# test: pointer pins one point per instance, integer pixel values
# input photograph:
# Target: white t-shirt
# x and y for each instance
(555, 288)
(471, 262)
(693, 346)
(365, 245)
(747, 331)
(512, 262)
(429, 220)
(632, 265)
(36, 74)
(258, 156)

◆ **WHAT YOU WILL DO**
Would you repeat all of the entries exactly?

◆ **EXERCISE OUTPUT**
# test: pointer pins one point per instance, integer pixel values
# input photograph:
# Target: white t-shirt
# x and y for each instance
(555, 288)
(471, 262)
(693, 346)
(365, 245)
(747, 331)
(512, 262)
(429, 220)
(632, 265)
(36, 74)
(258, 156)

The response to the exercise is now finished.